[START Raw records]
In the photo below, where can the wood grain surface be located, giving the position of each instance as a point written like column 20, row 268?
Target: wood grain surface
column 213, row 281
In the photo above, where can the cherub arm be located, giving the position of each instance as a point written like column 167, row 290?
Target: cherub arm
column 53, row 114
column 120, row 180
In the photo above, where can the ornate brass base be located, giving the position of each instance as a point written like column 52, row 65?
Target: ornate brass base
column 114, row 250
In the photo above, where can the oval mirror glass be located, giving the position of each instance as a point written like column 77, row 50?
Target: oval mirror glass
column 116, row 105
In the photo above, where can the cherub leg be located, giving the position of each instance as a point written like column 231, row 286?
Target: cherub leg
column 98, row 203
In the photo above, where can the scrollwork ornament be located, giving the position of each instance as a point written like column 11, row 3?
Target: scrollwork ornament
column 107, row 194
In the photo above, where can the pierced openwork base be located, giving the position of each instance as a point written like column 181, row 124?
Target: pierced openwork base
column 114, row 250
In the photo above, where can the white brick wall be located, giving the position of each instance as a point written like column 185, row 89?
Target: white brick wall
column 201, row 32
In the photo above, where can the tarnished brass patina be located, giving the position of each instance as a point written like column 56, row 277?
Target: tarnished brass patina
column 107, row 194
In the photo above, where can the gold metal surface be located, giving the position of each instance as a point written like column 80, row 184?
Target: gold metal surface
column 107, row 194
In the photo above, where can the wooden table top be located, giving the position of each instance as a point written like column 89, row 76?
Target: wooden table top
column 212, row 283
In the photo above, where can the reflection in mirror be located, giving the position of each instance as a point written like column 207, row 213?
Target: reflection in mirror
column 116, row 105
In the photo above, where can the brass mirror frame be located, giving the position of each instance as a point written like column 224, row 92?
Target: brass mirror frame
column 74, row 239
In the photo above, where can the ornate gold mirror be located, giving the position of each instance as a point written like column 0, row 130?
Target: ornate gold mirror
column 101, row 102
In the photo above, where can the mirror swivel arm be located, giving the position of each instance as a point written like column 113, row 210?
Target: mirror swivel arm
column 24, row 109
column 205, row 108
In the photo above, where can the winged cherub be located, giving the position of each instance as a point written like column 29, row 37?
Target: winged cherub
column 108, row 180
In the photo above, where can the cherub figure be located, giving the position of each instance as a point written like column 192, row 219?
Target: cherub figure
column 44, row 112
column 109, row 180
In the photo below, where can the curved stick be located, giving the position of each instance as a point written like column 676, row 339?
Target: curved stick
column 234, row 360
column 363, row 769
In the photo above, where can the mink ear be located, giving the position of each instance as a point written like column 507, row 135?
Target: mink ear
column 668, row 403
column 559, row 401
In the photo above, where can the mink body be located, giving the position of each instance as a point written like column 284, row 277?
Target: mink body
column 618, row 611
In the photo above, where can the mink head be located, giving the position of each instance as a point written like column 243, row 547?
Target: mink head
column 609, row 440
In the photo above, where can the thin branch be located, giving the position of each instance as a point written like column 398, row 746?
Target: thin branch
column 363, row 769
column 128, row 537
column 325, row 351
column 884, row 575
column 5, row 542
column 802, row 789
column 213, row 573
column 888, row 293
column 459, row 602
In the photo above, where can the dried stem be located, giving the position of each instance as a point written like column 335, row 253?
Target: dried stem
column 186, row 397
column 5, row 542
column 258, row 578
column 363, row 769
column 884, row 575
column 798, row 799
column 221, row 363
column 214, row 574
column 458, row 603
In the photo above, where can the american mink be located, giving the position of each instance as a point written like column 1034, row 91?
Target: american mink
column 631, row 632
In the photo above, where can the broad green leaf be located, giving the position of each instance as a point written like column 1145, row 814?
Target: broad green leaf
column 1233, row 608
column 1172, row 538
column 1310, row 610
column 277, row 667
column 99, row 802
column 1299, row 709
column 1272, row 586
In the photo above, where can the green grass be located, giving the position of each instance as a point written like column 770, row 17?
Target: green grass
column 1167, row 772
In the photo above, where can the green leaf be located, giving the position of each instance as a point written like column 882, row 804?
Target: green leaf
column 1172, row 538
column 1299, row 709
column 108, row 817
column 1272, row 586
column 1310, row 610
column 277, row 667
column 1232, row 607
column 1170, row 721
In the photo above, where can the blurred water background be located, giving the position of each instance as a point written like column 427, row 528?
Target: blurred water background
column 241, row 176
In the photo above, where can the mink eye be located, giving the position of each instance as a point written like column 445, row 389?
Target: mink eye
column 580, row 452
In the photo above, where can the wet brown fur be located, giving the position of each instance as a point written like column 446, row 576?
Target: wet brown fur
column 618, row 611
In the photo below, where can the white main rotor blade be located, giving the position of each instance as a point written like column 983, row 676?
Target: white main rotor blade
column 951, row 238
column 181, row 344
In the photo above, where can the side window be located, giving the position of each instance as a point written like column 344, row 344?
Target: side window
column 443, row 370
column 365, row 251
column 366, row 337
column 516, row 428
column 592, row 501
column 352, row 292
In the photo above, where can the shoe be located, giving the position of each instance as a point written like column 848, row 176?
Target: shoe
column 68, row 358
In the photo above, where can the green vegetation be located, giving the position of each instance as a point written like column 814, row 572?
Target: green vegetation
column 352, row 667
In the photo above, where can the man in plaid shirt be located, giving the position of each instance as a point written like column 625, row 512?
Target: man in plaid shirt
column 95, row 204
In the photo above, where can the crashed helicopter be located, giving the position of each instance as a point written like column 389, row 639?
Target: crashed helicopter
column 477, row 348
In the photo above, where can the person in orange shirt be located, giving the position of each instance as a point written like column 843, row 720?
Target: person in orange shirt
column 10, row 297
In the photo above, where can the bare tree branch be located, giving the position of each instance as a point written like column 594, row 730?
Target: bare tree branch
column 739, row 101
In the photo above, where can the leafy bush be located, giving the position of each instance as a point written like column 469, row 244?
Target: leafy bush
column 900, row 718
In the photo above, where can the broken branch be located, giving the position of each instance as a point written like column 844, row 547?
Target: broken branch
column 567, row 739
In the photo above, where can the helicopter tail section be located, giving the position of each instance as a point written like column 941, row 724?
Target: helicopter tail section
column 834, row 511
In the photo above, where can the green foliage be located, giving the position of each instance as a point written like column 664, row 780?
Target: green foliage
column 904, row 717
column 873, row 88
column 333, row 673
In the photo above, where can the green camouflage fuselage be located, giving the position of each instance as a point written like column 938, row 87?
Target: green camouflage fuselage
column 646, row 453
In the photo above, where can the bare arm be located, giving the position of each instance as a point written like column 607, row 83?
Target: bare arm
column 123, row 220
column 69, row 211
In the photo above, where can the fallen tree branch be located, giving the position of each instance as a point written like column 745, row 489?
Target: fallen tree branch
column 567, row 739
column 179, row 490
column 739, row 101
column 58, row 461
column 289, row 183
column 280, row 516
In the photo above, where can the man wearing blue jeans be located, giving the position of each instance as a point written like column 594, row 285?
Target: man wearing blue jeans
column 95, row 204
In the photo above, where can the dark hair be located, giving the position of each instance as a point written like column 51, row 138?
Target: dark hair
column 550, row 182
[END Raw records]
Set problem
Reproduce verbatim the stretch of the items above from the line containing "In the photo above, where can the blurred" through the line containing "column 352, row 667", including both of those lines.

Complete output
In the photo above, where can the blurred water background be located, giving the position of each instance as a point written like column 427, row 528?
Target: blurred water background
column 241, row 176
In the photo above, where can the mink eye be located, giving the position of each instance as a point written like column 445, row 389?
Target: mink eye
column 580, row 452
In the photo above, where can the wet brown fur be located, giving the position of each instance as a point written like column 446, row 576?
Target: wet brown fur
column 618, row 611
In the photo below, where can the white main rotor blade be located, giving the position of each instance as a point written like column 983, row 676?
Target: white main rotor blade
column 951, row 238
column 181, row 344
In the photo above, where can the side window be located, giving the position of each instance as a point written like column 344, row 344?
Target: side window
column 443, row 370
column 365, row 251
column 366, row 337
column 516, row 428
column 592, row 501
column 352, row 292
In the photo above, where can the shoe be located, giving the position of each instance as a point written like column 848, row 176?
Target: shoe
column 68, row 358
In the photo above, where can the green vegetation be located, giving the position of each instance as a point written like column 814, row 572?
Target: green vegetation
column 352, row 667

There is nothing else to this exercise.